=== Required task ===
Quote every one of the rows below word for word, omitting the pictures.

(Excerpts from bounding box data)
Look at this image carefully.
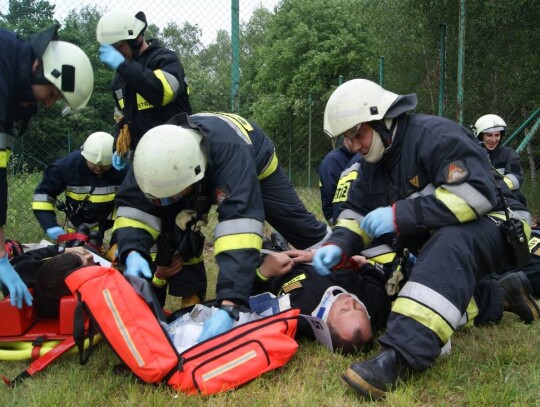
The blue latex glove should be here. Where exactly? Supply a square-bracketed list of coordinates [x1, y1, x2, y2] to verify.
[313, 244, 343, 276]
[197, 309, 234, 342]
[0, 256, 32, 309]
[112, 151, 127, 171]
[45, 226, 66, 241]
[99, 44, 126, 71]
[124, 252, 152, 278]
[360, 206, 396, 237]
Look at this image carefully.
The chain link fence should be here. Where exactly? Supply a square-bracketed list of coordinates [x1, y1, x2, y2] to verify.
[0, 0, 540, 242]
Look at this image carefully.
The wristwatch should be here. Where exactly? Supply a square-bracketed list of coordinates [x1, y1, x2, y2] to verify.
[219, 304, 240, 321]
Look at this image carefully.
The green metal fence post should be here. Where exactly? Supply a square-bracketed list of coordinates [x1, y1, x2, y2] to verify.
[308, 92, 313, 188]
[379, 56, 384, 88]
[439, 23, 446, 117]
[457, 0, 465, 124]
[231, 0, 240, 113]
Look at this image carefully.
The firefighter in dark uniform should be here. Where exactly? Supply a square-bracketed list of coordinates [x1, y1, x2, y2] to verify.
[0, 25, 94, 308]
[32, 132, 128, 241]
[114, 113, 327, 344]
[319, 139, 355, 226]
[332, 153, 362, 225]
[252, 244, 540, 354]
[96, 10, 191, 168]
[252, 250, 394, 354]
[474, 114, 532, 210]
[314, 79, 530, 398]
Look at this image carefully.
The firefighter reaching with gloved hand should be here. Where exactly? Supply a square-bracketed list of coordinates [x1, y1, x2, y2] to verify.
[113, 113, 328, 340]
[96, 10, 191, 169]
[0, 25, 94, 308]
[32, 131, 129, 247]
[313, 79, 532, 399]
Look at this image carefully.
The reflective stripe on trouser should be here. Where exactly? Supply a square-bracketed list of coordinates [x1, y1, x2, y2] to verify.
[379, 217, 507, 371]
[260, 167, 327, 249]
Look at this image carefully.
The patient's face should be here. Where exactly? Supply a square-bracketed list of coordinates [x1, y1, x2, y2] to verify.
[66, 247, 95, 267]
[326, 294, 373, 343]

=== Written response ===
Look at this image carefully.
The blue latex glove should be here. Where exactly? Supply a square-bracketed list of coordinates [x1, y1, x2, y2] to verify.
[313, 244, 343, 276]
[197, 309, 234, 342]
[0, 256, 32, 309]
[112, 151, 127, 171]
[45, 226, 66, 241]
[99, 44, 126, 71]
[124, 252, 152, 278]
[360, 206, 396, 237]
Look at this image carefully.
The chain link fence should be here. Where exactly? Supply a square-bracketed list of coordinates [x1, y1, x2, y2] to verify.
[0, 0, 540, 242]
Look at this image carefully.
The wristwatch should be here. Where exactly? Supply a square-bracketed list of coordinates [x1, y1, x2, y2] to verify.
[219, 304, 240, 321]
Look at this image carefully.
The green metal fence post should be here. Where exactly? Supply a square-bracketed list of coordinates [x1, y1, x2, y2] to verify.
[308, 92, 313, 188]
[379, 56, 384, 88]
[439, 23, 446, 117]
[457, 0, 465, 124]
[231, 0, 240, 113]
Look at this image carefully.
The firefighter in dark uniform should be here. Where exactly? Supply a square-bracketed list of coordinates [x1, y1, x2, y2] to verify.
[0, 25, 94, 308]
[32, 132, 128, 241]
[114, 113, 327, 344]
[319, 139, 355, 226]
[332, 153, 362, 225]
[252, 244, 540, 354]
[96, 10, 191, 168]
[252, 250, 394, 354]
[474, 114, 532, 210]
[314, 79, 530, 398]
Look at this image carefully.
The firefighter reaching with gloved hand should be here. Where exactly? Supply a square-bracketed list of coordinates [x1, y1, x2, y2] to verify.
[113, 113, 328, 340]
[96, 10, 191, 169]
[0, 25, 94, 308]
[32, 131, 129, 247]
[313, 79, 532, 399]
Look at this image carefully.
The reflective stripe on trouser should be here. Where exactly? Supply a square-bracketed list of coordinates [x1, y1, x2, y2] to verify.
[379, 217, 507, 371]
[260, 167, 327, 249]
Look at this image carefully.
The patient's face should be here. Where exactly? Supply a square-bracketed list of coordinates [x1, y1, x2, y2] to verify.
[66, 247, 95, 267]
[326, 294, 373, 343]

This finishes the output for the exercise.